Please filter the items below and copy every line that contains the word "floor".

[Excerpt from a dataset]
┄┄┄┄┄┄

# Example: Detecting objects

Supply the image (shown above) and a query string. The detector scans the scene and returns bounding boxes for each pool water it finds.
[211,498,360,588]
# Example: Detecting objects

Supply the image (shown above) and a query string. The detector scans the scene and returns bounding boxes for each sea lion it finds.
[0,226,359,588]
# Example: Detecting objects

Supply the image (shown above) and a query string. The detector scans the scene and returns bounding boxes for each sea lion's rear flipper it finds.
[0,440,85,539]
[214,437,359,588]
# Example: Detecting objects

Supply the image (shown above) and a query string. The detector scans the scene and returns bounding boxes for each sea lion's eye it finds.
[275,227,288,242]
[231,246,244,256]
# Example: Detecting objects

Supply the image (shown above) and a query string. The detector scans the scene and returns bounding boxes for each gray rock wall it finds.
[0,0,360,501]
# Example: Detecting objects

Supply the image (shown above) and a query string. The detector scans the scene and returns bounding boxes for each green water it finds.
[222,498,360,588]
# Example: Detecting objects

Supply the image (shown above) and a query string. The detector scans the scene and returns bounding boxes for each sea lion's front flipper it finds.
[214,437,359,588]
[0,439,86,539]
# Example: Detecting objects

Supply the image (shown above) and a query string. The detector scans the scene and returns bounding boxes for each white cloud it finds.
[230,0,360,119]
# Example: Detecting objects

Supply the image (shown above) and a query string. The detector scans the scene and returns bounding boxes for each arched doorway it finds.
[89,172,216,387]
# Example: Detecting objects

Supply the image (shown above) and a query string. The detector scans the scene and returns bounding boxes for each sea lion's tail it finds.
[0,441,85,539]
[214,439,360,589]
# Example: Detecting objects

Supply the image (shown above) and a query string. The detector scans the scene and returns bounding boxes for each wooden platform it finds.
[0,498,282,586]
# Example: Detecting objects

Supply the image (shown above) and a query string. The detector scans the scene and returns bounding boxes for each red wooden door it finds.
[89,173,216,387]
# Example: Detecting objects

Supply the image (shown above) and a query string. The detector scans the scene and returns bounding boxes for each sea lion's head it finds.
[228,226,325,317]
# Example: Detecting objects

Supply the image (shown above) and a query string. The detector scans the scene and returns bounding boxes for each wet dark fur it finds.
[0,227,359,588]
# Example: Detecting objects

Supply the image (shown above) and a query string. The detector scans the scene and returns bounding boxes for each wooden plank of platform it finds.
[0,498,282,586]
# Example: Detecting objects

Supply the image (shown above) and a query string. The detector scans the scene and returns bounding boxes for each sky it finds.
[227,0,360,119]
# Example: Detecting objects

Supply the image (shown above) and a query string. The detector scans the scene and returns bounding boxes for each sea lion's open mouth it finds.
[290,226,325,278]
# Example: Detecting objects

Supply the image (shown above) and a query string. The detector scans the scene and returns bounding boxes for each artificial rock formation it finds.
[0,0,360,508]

┄┄┄┄┄┄

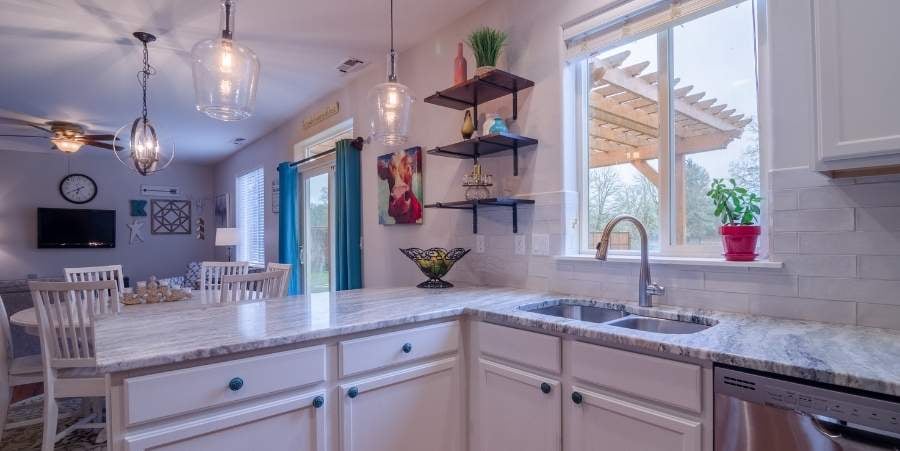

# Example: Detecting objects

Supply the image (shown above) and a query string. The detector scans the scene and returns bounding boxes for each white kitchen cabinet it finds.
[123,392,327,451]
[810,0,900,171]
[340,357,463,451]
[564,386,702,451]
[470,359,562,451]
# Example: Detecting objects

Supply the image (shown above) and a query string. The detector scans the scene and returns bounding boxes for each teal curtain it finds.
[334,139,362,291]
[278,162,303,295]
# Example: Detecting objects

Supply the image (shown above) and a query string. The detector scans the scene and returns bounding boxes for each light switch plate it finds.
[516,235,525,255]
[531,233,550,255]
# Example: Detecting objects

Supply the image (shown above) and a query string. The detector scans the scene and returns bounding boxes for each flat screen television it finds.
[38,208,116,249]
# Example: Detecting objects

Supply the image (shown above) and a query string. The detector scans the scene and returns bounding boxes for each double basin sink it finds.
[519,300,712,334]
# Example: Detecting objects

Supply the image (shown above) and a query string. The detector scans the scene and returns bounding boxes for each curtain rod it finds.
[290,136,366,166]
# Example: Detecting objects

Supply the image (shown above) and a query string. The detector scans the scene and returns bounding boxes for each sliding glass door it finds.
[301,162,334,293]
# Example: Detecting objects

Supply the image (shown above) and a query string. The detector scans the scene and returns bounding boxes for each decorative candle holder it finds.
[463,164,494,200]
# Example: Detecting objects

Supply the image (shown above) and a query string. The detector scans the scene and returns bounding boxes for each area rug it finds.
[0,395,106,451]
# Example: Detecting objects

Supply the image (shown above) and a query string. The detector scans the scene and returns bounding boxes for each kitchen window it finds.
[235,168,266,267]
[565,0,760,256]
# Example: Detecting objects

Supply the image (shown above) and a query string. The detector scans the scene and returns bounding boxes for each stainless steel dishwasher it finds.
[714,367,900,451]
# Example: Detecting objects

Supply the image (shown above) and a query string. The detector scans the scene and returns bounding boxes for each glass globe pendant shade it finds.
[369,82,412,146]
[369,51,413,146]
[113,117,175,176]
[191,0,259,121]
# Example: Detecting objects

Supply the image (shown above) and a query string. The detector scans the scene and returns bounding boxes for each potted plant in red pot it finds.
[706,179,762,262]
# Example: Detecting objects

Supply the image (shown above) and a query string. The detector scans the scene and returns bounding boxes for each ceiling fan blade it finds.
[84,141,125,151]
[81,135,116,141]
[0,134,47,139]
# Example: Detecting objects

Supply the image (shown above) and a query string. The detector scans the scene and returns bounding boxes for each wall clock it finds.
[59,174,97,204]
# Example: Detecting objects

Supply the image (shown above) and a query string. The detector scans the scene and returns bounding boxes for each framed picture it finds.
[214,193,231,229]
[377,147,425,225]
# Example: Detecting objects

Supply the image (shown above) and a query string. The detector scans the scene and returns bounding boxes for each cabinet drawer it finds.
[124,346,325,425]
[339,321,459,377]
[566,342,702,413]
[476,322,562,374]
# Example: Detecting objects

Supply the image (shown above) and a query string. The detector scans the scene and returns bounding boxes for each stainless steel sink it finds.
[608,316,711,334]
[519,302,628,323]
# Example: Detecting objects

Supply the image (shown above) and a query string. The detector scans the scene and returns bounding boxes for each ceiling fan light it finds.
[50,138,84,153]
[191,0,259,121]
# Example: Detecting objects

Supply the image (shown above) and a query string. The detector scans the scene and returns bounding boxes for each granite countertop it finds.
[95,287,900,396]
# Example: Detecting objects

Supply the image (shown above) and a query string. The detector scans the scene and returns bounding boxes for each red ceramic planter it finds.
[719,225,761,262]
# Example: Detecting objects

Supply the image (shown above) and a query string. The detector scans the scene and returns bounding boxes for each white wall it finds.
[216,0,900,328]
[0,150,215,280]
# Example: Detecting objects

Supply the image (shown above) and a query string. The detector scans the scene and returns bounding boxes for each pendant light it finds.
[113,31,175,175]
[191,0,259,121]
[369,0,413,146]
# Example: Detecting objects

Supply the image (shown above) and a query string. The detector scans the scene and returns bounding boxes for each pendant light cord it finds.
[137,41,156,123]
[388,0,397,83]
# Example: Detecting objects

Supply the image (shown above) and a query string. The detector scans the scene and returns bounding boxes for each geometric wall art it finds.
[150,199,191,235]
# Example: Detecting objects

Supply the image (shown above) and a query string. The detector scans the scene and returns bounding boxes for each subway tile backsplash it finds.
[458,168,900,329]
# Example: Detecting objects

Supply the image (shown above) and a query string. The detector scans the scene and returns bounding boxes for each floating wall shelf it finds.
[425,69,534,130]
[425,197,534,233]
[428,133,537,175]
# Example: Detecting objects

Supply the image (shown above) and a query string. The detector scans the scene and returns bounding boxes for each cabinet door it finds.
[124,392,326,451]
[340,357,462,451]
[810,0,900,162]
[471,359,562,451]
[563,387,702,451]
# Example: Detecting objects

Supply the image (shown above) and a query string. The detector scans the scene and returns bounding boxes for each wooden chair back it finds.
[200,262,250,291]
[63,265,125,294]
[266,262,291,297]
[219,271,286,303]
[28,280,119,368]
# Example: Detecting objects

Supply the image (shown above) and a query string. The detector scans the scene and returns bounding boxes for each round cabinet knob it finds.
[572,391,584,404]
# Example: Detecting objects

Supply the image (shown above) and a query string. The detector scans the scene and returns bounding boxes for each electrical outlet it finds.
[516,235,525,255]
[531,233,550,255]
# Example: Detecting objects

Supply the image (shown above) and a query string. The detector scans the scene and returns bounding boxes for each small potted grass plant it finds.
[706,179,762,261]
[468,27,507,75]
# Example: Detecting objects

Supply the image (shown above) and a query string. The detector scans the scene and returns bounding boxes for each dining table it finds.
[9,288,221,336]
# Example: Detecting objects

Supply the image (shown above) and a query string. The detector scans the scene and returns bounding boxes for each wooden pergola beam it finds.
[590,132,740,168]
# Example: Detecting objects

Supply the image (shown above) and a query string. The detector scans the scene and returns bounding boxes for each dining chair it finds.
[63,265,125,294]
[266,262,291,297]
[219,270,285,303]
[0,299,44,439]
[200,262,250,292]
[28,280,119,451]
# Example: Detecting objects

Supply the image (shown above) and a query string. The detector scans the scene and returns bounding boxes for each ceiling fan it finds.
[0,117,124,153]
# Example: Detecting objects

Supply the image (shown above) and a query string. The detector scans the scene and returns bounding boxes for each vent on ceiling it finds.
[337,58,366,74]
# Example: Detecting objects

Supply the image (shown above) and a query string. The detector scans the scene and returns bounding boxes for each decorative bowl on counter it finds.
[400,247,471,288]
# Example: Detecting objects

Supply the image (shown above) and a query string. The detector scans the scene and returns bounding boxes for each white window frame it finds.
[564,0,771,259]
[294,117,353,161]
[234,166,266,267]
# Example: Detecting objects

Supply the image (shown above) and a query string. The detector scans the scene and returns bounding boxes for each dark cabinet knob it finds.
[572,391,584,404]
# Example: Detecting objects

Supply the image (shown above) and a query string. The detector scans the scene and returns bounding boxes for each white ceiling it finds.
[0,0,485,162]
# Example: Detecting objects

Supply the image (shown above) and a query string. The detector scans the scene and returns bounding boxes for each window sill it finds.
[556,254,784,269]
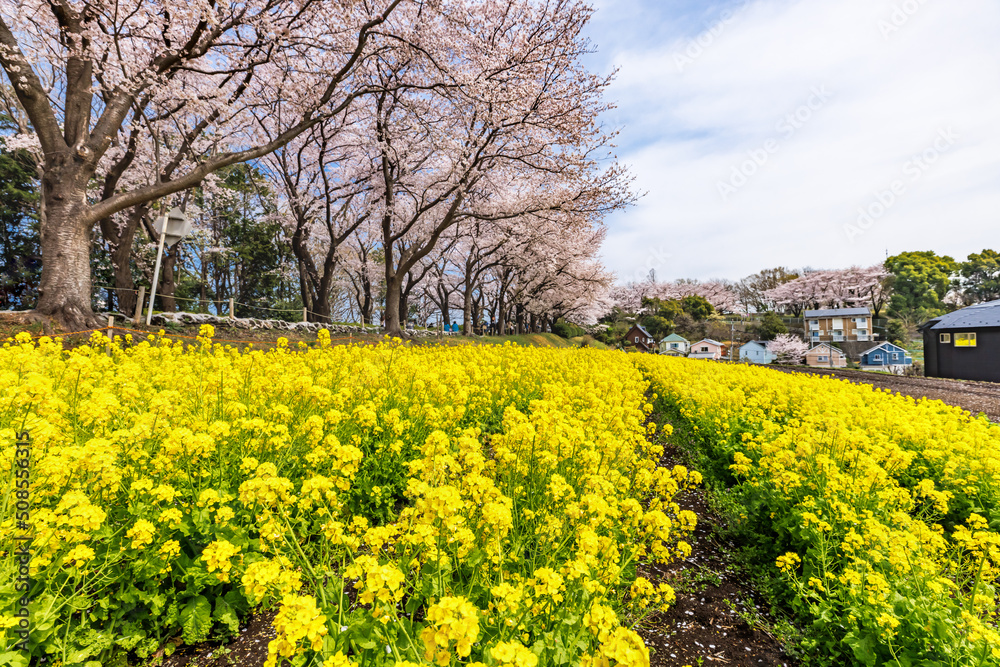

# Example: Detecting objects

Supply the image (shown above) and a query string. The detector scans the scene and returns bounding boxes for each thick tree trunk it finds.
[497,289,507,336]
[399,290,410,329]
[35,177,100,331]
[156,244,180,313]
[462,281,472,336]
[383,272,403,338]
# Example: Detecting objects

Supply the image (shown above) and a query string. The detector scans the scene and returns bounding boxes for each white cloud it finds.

┄┄┄┄┄┄

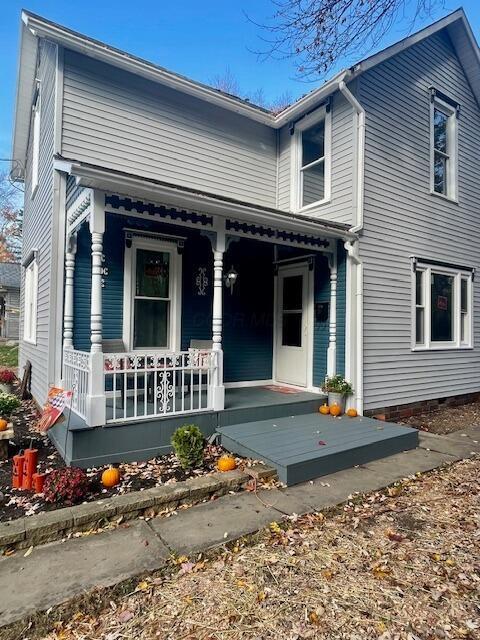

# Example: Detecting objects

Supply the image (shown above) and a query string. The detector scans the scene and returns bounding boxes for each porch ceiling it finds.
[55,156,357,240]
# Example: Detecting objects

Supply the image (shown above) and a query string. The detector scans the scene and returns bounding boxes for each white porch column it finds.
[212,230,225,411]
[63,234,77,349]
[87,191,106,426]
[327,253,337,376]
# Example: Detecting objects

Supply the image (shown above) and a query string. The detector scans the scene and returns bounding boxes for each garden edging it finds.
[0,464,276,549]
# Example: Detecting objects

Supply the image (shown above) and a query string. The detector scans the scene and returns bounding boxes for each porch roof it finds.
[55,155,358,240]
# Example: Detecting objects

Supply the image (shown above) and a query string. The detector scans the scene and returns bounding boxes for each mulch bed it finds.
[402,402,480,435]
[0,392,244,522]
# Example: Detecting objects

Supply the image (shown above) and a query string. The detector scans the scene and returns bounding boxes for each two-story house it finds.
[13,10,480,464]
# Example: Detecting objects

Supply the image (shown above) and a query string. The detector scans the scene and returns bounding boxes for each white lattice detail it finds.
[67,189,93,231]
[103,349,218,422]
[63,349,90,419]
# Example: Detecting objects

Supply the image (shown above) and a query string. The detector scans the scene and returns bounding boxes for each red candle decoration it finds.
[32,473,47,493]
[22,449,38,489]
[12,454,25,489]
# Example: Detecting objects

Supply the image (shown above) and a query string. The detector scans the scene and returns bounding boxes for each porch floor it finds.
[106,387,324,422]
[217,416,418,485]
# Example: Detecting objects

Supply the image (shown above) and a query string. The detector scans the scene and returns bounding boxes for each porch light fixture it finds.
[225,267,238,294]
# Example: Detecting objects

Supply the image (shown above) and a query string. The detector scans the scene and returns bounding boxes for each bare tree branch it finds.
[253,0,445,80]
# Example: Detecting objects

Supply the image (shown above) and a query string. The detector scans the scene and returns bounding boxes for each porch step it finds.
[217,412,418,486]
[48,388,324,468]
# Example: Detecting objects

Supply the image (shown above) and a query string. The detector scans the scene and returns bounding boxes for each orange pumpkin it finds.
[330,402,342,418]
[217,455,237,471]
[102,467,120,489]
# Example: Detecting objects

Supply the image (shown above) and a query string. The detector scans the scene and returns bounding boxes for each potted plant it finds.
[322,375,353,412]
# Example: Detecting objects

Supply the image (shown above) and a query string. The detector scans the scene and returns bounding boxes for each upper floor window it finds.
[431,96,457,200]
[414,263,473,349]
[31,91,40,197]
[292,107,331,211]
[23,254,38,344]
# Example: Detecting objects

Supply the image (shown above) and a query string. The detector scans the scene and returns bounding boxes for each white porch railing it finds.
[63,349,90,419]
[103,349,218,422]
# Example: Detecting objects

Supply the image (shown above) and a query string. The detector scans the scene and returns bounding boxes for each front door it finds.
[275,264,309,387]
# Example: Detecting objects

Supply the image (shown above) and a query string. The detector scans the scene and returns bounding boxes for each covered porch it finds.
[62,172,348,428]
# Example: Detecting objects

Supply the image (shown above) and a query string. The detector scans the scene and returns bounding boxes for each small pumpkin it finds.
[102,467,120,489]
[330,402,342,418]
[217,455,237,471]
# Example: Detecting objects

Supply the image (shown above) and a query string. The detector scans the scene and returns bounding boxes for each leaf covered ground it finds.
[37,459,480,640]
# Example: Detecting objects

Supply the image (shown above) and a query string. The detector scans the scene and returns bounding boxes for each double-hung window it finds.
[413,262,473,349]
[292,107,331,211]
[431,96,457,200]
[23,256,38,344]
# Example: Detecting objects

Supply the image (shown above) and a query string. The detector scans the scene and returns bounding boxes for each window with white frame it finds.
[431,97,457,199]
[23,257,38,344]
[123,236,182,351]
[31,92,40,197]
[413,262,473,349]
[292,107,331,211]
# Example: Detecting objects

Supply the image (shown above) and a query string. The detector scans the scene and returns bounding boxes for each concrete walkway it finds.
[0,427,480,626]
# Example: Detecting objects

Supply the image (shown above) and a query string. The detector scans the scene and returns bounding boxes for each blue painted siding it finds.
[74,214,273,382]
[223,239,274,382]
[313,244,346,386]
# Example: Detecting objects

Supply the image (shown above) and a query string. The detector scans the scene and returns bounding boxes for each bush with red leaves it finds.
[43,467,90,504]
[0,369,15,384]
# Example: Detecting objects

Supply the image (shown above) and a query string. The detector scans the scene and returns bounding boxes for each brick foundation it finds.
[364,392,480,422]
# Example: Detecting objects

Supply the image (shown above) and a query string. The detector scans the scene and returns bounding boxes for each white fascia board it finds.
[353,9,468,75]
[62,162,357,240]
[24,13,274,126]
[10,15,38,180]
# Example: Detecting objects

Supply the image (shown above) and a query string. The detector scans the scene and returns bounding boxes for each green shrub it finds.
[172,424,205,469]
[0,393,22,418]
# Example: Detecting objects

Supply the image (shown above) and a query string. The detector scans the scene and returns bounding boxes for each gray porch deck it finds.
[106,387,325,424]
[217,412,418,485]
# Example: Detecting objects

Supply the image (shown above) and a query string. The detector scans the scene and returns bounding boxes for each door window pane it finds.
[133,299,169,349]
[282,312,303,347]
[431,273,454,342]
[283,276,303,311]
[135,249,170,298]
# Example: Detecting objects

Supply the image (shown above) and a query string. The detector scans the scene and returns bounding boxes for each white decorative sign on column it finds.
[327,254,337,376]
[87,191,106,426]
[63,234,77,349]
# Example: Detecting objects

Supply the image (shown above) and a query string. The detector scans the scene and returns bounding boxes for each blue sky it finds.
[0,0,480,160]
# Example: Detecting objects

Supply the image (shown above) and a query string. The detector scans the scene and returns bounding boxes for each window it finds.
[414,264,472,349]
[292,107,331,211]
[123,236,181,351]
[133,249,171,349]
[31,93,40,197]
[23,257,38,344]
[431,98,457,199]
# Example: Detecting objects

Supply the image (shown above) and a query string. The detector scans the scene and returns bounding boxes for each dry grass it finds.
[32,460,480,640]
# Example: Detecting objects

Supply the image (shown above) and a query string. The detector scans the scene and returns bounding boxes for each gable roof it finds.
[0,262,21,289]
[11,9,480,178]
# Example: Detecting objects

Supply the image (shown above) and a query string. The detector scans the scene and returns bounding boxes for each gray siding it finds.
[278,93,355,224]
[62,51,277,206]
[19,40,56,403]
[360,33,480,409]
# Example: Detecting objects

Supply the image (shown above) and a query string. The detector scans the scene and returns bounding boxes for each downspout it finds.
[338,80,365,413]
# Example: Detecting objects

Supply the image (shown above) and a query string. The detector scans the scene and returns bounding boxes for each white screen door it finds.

┄┄┄┄┄┄

▶ _PROBLEM SOLUTION_
Supply the image (shown above) and a query string. The detector scans the scene and returns bounding boxes for each porch floor it finds.
Supply the image (shown above) and a query string. The detector scans the scene and returns bounding boxes for each upper floor window it finds.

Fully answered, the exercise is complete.